START Passage given
My imperfect postpartum

People sometimes gave me more respect, which is great part of our Pakistani culture

By Sumayya Tariq
May 27, 2025
A representational image of  working mother from home with her toddler sitting on her laptop. — X@filadendron/File
A representational image of working mother from home with her toddler sitting on her laptop. — X@filadendron/File

I became a mother earlier than most of my peers. When I went back to work, my daughter was just eight months old. She could recognise me. She would cry when I left, and honestly, sometimes so would I.

It wasn’t anything dramatic, but just sped up. A rushed goodbye in the morning, packing her things, half-prepping the lunch and driving off while feeding her oatmeal or omelette in the car. I’d drop her at my parents’ and then leave for work. I used to text midday asking for her photos or videos. I was breastfeeding and expressing milk during work hours and honestly it was awkward and always in hiding.

People sometimes gave me more respect, which is a great part of our Pakistani culture. We revere mothers, but it also puts you in a box. You’re seen as a mom first, not a human.

The postpartum blues were the worst. I had no glow, no maturity and honestly had the best family and spouse support anyone could have. Mostly, older women gave me a hard time, calling me a ‘banaspati’ (concocted, fake version) of a mom. I couldn’t verbalise that I didn’t feel fine inside. I felt like my body was rejecting me, and it took over a year to feel like myself again.

My social life basically disappeared. I didn’t have the time or the energy for it anymore. My workaround was to only meet friends outside the house because I had stopped inviting people in – both emotionally and physically. My home became my safe space, not something I kept ready to impress others.

I heard the judgment loud and clear. People think working moms don’t raise their kids right, that somehow your child is being deprived just because your mother is earning. It’s a lazy and cruel stereotype, but it is what it is. Over time, I have learned not to take things so seriously. I feel even getting bitter over it is a part of taking it seriously. Everyone has their flaws.
END Passage given
[Given task]
Using the essay on postpartum life, answer:
1. How old was the daughter when the writer returned to work?
2. Where did the writer leave her daughter before heading to work?
3. How long did it take the writer to feel like herself again?
START Stored records
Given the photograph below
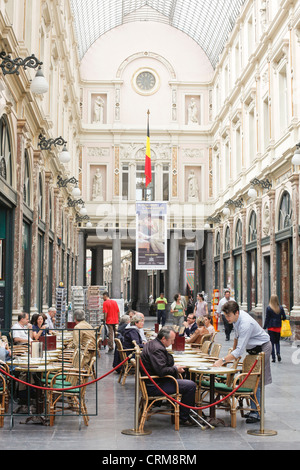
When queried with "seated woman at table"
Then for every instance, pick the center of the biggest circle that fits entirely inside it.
(208, 324)
(199, 333)
(132, 333)
(38, 327)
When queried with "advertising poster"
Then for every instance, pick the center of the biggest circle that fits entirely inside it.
(151, 235)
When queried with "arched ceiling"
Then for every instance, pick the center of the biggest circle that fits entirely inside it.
(208, 22)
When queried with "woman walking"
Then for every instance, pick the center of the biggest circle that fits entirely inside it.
(274, 314)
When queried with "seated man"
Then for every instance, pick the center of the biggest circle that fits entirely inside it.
(50, 319)
(190, 325)
(158, 361)
(22, 330)
(84, 335)
(199, 333)
(132, 332)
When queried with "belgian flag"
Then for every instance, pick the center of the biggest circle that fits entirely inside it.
(148, 173)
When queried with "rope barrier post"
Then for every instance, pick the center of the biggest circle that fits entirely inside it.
(136, 431)
(262, 431)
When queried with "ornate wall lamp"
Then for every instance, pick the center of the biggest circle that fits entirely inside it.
(265, 184)
(62, 183)
(73, 203)
(238, 203)
(45, 144)
(296, 156)
(213, 220)
(11, 66)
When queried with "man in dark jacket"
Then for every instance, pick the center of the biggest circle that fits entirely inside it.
(132, 332)
(190, 325)
(158, 361)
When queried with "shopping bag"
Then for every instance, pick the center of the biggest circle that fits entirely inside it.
(285, 329)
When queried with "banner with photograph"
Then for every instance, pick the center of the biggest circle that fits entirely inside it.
(151, 235)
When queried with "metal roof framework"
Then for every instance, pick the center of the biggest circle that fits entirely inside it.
(207, 22)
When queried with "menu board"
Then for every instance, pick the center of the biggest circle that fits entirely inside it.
(2, 307)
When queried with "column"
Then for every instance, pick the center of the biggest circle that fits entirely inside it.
(143, 301)
(99, 266)
(37, 159)
(81, 271)
(173, 263)
(244, 260)
(18, 229)
(259, 305)
(209, 256)
(48, 180)
(273, 275)
(295, 312)
(182, 276)
(116, 267)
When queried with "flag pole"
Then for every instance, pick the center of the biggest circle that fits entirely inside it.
(147, 157)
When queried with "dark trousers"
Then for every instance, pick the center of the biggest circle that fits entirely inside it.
(228, 327)
(275, 340)
(161, 317)
(187, 389)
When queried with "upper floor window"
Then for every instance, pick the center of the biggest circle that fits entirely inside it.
(27, 187)
(218, 244)
(285, 212)
(227, 240)
(144, 193)
(238, 234)
(5, 151)
(252, 231)
(41, 198)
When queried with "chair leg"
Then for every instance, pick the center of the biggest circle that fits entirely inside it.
(176, 412)
(233, 412)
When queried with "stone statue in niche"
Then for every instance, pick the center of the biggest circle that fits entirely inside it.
(98, 110)
(266, 226)
(193, 190)
(193, 112)
(97, 193)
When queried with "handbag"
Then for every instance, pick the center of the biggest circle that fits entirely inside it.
(285, 329)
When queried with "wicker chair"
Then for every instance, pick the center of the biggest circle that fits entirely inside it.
(202, 341)
(74, 397)
(246, 392)
(3, 393)
(147, 402)
(128, 366)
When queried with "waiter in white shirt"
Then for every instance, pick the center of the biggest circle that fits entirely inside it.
(227, 326)
(250, 337)
(22, 330)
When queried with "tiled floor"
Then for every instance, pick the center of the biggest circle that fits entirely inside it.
(115, 413)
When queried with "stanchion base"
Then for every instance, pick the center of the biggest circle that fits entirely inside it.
(258, 432)
(134, 432)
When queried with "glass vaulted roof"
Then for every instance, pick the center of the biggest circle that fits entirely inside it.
(208, 22)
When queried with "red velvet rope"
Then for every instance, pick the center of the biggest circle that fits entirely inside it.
(198, 407)
(48, 389)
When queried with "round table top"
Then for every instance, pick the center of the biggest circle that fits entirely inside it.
(210, 369)
(38, 368)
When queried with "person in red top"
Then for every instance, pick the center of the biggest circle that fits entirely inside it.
(111, 317)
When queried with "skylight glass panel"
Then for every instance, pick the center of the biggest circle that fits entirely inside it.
(207, 22)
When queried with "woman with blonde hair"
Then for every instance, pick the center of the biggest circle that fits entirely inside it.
(274, 314)
(199, 333)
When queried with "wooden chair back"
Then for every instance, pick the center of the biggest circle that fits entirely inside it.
(205, 347)
(215, 350)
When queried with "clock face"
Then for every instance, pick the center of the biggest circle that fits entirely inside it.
(145, 81)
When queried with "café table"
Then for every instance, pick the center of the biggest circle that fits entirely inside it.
(35, 368)
(204, 368)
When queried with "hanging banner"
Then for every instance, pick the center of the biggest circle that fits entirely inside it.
(151, 235)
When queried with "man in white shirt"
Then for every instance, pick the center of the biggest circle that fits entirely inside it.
(227, 326)
(51, 318)
(249, 335)
(22, 330)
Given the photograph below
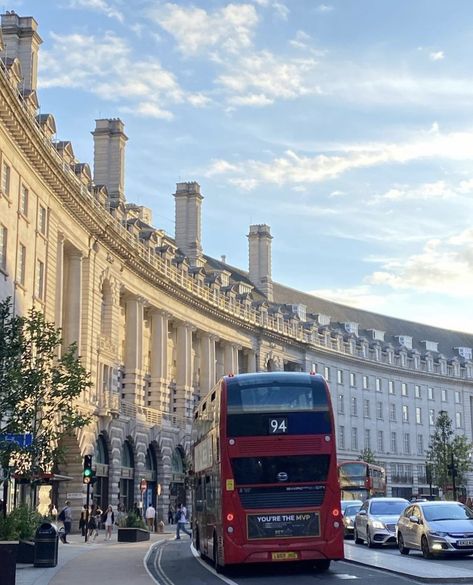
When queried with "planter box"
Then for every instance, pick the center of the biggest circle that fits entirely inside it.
(25, 552)
(8, 552)
(132, 535)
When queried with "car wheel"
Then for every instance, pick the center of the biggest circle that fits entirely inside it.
(425, 548)
(356, 538)
(322, 565)
(400, 543)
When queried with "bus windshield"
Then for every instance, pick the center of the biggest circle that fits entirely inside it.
(293, 469)
(283, 397)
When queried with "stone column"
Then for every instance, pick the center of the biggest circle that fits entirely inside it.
(72, 311)
(159, 397)
(184, 402)
(133, 382)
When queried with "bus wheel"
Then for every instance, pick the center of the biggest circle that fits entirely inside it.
(322, 565)
(218, 568)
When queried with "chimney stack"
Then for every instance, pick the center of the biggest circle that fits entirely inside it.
(109, 157)
(188, 221)
(21, 41)
(259, 240)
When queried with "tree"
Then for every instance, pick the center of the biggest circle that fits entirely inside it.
(446, 447)
(39, 389)
(368, 456)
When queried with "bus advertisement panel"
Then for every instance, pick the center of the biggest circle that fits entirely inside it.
(265, 471)
(360, 480)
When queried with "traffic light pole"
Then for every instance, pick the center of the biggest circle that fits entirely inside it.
(87, 502)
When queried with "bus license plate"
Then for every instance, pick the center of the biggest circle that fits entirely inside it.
(286, 556)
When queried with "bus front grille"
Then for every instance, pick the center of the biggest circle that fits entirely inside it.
(266, 498)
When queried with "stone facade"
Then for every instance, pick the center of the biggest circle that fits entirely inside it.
(158, 323)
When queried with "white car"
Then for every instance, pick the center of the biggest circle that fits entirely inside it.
(376, 522)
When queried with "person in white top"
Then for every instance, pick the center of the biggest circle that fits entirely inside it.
(108, 518)
(150, 516)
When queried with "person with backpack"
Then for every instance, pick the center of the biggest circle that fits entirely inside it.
(65, 516)
(181, 521)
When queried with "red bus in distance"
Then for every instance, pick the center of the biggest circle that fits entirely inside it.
(265, 471)
(360, 480)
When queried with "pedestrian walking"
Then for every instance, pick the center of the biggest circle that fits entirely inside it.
(181, 520)
(150, 516)
(171, 513)
(108, 518)
(65, 516)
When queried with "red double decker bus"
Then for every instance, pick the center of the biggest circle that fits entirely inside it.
(265, 471)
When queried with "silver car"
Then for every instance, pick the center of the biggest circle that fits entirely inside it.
(377, 519)
(436, 528)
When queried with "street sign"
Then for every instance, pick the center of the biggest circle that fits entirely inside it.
(25, 440)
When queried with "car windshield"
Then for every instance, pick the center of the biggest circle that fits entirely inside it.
(352, 510)
(387, 507)
(447, 512)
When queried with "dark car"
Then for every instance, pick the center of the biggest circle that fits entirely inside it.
(436, 528)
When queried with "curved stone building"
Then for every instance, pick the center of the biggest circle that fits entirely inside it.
(158, 322)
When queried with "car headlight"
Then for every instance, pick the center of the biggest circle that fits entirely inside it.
(437, 533)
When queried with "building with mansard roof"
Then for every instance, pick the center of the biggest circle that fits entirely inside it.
(158, 322)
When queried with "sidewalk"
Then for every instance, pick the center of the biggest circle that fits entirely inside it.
(99, 561)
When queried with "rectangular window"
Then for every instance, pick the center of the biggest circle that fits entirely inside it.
(24, 196)
(21, 265)
(3, 247)
(418, 415)
(39, 280)
(42, 220)
(341, 404)
(405, 413)
(6, 179)
(341, 437)
(407, 444)
(354, 406)
(380, 441)
(420, 445)
(431, 416)
(354, 439)
(379, 410)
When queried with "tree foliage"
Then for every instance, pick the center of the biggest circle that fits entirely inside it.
(443, 445)
(39, 388)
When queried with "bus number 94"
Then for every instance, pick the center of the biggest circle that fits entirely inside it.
(278, 425)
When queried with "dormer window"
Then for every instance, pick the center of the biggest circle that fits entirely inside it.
(405, 340)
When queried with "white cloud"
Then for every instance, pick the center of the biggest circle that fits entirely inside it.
(293, 168)
(194, 29)
(437, 56)
(98, 6)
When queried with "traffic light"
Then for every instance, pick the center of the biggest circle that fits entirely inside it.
(88, 473)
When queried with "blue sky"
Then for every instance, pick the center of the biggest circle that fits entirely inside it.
(347, 126)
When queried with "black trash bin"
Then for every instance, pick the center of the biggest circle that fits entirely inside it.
(46, 545)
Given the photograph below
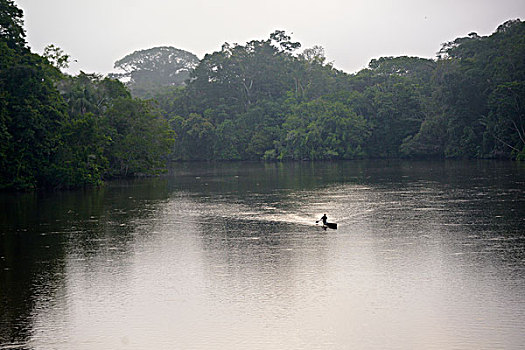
END Stored records
[Task result]
1. Eight months old.
2. At the writer's parents'.
3. Over a year.